TASK PROMPT -
Set down exactly the entries below, beginning at their first line and ending at the line with "negative clicks: (137, 53) (141, 80)".

(Segmentation mask data)
* * * * * * * * *
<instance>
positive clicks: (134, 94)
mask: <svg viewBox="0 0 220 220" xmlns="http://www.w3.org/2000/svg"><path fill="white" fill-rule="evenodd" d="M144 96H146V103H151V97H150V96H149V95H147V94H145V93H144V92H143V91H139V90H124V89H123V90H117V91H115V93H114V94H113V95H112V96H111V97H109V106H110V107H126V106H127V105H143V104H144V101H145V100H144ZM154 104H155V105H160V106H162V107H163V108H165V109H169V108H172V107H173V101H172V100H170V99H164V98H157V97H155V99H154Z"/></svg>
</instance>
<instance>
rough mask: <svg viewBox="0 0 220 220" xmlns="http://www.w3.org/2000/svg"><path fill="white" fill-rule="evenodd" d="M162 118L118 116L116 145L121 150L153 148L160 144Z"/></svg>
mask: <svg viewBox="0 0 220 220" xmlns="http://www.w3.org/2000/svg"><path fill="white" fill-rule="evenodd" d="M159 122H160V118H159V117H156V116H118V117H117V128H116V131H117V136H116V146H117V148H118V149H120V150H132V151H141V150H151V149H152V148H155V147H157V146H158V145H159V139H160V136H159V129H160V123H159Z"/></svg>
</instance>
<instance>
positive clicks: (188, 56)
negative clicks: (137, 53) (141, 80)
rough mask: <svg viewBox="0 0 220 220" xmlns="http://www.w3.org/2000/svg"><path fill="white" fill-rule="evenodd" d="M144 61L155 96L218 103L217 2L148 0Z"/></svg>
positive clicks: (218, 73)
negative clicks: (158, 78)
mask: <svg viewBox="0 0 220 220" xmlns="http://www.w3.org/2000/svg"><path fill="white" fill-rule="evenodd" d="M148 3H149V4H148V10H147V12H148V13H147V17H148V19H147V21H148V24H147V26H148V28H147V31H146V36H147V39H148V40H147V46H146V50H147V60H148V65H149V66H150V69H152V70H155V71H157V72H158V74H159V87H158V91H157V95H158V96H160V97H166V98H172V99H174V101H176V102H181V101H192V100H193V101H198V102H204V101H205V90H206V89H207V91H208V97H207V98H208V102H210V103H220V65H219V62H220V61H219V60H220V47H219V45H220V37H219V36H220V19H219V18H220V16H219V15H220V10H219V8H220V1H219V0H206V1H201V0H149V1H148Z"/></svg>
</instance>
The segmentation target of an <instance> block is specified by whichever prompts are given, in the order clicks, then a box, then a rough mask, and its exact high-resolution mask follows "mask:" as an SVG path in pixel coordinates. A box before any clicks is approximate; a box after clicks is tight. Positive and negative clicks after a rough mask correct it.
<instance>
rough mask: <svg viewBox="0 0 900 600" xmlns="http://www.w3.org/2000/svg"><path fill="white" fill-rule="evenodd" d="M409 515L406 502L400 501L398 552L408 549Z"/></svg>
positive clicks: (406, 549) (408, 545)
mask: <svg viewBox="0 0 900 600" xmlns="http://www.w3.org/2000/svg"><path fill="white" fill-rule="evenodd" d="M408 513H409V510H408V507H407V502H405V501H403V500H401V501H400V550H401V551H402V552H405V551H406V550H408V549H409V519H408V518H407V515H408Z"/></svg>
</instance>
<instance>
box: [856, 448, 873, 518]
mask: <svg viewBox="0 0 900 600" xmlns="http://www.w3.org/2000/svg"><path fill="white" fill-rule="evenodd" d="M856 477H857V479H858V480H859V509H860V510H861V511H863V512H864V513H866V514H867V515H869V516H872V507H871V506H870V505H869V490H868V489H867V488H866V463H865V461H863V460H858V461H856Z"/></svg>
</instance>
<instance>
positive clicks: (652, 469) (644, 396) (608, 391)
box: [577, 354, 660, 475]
* * * * * * * * *
WRITTEN SOLUTION -
<instance>
positive clicks: (134, 94)
mask: <svg viewBox="0 0 220 220" xmlns="http://www.w3.org/2000/svg"><path fill="white" fill-rule="evenodd" d="M144 96H146V103H151V97H150V96H149V95H147V94H145V93H144V92H143V91H139V90H124V89H123V90H117V91H115V93H114V94H113V95H112V96H111V97H109V106H110V107H126V106H127V105H143V104H144V101H145V100H144ZM154 104H155V105H160V106H162V107H163V108H165V109H169V108H172V107H173V101H172V100H170V99H164V98H157V97H155V99H154Z"/></svg>
</instance>
<instance>
rough mask: <svg viewBox="0 0 220 220" xmlns="http://www.w3.org/2000/svg"><path fill="white" fill-rule="evenodd" d="M162 118L118 116L116 145L121 150L153 148L160 144Z"/></svg>
mask: <svg viewBox="0 0 220 220" xmlns="http://www.w3.org/2000/svg"><path fill="white" fill-rule="evenodd" d="M159 122H160V118H159V117H156V116H118V117H117V128H116V131H117V136H116V146H117V148H118V149H120V150H132V151H141V150H151V149H152V148H155V147H157V146H158V145H159V139H160V136H159V129H160V123H159Z"/></svg>
</instance>
<instance>
positive clicks: (188, 56)
negative clicks: (137, 53) (141, 80)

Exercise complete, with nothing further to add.